Copy out word for word the stretch of lines from the one that contains "Pass-network tagging: label the golden retriever" through the one that contains "[(529, 259)]", both ends included.
━━━━━ ENTRIES PROVIDED ━━━━━
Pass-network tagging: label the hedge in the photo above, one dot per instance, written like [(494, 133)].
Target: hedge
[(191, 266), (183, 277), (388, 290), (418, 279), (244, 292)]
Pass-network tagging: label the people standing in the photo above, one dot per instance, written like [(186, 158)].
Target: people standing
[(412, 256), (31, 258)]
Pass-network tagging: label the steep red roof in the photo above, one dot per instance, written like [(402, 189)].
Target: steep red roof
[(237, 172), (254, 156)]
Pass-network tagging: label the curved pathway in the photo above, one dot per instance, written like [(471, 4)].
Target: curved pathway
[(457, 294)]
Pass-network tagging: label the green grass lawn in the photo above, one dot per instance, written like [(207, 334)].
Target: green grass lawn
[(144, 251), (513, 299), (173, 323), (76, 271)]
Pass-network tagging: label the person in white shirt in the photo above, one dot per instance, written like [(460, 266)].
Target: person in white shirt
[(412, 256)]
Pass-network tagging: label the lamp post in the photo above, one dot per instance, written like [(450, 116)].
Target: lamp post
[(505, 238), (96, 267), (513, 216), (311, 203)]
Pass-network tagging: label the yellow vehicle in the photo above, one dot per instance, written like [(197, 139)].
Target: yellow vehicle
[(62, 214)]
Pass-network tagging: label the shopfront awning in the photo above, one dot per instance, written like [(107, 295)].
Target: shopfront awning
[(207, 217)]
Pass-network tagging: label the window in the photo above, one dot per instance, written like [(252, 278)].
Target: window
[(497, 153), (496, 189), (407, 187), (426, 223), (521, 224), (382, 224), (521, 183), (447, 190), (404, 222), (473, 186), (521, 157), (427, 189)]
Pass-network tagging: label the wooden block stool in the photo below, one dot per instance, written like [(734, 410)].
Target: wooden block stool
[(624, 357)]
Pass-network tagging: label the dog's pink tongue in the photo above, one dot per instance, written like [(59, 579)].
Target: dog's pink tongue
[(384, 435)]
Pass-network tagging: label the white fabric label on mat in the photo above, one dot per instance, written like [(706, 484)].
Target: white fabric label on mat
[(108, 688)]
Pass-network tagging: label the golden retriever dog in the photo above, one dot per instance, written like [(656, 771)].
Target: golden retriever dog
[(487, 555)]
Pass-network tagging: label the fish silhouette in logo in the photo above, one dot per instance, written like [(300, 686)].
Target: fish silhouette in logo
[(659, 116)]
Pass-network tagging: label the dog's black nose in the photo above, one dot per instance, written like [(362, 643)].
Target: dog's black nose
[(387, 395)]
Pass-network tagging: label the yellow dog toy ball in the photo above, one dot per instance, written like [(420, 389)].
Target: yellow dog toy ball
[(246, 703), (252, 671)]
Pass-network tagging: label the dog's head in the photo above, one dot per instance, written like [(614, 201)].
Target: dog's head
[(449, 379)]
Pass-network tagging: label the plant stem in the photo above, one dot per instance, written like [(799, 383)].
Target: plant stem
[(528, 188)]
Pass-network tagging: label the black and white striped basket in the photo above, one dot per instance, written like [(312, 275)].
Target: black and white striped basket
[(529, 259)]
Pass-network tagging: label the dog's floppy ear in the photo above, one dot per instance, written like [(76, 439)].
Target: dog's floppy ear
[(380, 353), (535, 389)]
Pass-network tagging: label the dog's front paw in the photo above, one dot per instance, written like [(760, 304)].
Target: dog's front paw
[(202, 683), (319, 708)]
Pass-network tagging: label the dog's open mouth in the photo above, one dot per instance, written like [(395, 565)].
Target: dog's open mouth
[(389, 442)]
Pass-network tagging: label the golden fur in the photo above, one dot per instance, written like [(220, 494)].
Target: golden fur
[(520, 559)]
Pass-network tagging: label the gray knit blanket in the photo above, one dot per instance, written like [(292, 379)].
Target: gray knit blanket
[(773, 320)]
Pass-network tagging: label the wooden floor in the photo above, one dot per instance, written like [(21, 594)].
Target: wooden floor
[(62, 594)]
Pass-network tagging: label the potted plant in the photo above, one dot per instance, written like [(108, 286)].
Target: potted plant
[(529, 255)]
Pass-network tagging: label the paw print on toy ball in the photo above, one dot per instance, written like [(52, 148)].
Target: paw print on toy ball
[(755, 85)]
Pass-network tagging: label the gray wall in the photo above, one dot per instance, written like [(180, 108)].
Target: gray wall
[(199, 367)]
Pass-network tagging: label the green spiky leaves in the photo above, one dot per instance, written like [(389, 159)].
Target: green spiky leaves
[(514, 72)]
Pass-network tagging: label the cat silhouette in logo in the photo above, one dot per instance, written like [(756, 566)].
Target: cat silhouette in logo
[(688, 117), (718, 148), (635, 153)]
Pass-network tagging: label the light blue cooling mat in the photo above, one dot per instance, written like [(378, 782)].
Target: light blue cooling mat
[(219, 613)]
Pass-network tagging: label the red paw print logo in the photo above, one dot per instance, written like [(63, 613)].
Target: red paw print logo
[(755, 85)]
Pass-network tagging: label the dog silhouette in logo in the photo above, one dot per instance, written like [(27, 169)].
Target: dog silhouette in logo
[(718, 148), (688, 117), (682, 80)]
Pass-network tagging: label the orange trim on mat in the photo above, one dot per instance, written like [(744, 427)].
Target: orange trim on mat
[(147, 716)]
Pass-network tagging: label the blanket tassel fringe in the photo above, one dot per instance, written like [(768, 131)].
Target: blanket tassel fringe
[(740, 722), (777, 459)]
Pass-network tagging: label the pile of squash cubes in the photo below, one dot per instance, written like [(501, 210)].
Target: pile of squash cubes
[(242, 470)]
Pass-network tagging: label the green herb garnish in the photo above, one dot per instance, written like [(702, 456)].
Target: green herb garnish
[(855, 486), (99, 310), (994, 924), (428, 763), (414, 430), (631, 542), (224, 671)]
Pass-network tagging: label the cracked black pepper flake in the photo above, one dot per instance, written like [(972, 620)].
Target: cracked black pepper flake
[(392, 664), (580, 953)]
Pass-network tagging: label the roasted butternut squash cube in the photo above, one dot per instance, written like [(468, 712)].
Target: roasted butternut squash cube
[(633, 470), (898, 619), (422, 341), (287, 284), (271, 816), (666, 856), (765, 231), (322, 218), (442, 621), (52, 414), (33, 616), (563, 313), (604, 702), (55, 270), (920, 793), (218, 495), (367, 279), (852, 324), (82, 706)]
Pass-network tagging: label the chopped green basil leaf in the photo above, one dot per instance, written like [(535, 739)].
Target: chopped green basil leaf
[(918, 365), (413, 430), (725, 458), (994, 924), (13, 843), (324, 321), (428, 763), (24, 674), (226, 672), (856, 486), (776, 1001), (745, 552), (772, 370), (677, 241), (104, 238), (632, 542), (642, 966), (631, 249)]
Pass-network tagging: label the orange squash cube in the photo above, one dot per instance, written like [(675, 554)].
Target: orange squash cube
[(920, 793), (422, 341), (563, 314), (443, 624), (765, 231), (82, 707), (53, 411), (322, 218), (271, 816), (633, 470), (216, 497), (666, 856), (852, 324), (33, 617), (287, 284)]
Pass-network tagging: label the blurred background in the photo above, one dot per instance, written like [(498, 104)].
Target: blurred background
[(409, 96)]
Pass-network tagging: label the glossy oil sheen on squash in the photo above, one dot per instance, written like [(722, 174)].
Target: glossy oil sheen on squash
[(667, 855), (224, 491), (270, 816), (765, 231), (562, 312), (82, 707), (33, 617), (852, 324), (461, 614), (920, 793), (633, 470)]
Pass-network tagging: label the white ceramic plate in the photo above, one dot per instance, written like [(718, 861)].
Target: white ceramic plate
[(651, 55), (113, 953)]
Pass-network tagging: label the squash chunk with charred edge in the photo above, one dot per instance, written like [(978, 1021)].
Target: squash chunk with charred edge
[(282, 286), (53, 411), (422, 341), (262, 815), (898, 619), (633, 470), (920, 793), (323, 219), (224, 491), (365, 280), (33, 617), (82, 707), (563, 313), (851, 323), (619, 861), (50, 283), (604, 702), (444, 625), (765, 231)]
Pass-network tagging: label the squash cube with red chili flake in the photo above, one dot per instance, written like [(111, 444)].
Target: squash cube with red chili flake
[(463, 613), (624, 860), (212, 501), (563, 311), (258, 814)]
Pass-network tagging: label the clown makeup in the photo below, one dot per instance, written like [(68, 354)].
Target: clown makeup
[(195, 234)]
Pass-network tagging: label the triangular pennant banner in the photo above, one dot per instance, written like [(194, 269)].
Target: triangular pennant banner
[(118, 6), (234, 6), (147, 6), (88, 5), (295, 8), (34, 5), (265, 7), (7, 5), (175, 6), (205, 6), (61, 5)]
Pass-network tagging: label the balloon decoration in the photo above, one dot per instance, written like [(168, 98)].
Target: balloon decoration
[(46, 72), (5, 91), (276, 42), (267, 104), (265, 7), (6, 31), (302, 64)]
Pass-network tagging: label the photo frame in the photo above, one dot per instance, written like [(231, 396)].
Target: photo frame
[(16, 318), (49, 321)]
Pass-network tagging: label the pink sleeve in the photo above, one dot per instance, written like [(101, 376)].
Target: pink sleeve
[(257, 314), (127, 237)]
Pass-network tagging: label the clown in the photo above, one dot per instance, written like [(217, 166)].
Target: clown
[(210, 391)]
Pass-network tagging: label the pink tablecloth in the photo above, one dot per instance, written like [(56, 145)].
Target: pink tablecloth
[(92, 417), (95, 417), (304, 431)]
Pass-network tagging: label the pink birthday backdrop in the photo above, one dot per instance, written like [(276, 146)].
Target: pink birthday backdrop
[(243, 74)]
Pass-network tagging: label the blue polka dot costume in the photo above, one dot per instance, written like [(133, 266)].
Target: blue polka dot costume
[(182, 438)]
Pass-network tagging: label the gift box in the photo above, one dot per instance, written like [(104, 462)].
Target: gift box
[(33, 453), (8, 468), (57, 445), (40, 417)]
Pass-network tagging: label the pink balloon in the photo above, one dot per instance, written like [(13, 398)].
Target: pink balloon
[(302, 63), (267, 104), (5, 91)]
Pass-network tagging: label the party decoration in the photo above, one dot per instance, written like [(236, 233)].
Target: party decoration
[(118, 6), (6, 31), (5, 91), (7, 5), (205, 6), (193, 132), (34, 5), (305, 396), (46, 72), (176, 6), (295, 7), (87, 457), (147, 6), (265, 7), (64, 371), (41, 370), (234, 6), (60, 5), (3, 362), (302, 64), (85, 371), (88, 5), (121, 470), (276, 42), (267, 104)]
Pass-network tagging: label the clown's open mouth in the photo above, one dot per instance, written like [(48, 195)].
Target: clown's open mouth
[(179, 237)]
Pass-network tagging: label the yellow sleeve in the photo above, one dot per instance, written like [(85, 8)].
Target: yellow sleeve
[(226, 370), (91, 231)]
━━━━━
RESPONSE BELOW:
Pass-network tagging: label the golden retriever dog in the photo above, one dot per instance, written like [(656, 771)].
Target: golden retriever dog
[(487, 555)]
Pass-network tagging: label the fish silhouette in logo in the photo above, one dot per instance, written like [(300, 686)].
Target: fish silhouette in logo
[(659, 116)]
Pass-network tagging: label the dog's black nose in the photo above, one dot per instance, written like [(362, 643)].
Target: dog's black nose
[(387, 395)]
Pass-network tagging: label the yellow dog toy ball in the photo above, one dot per instance, written like [(420, 389)].
Target: yellow dog toy ball
[(246, 703), (252, 671)]
Pass-network tagging: label the dog's head in the photo above, one dot per instance, written like [(614, 201)].
Target: dog's head
[(449, 379)]
Pass-network tagging: label the plant stem in the photo above, one dot per instance, written like [(799, 383)].
Target: plant stem
[(528, 188)]
Pass-network tagging: label the black and white striped basket in the photo above, one dot per instance, written like [(312, 275)].
Target: black and white striped basket
[(529, 259)]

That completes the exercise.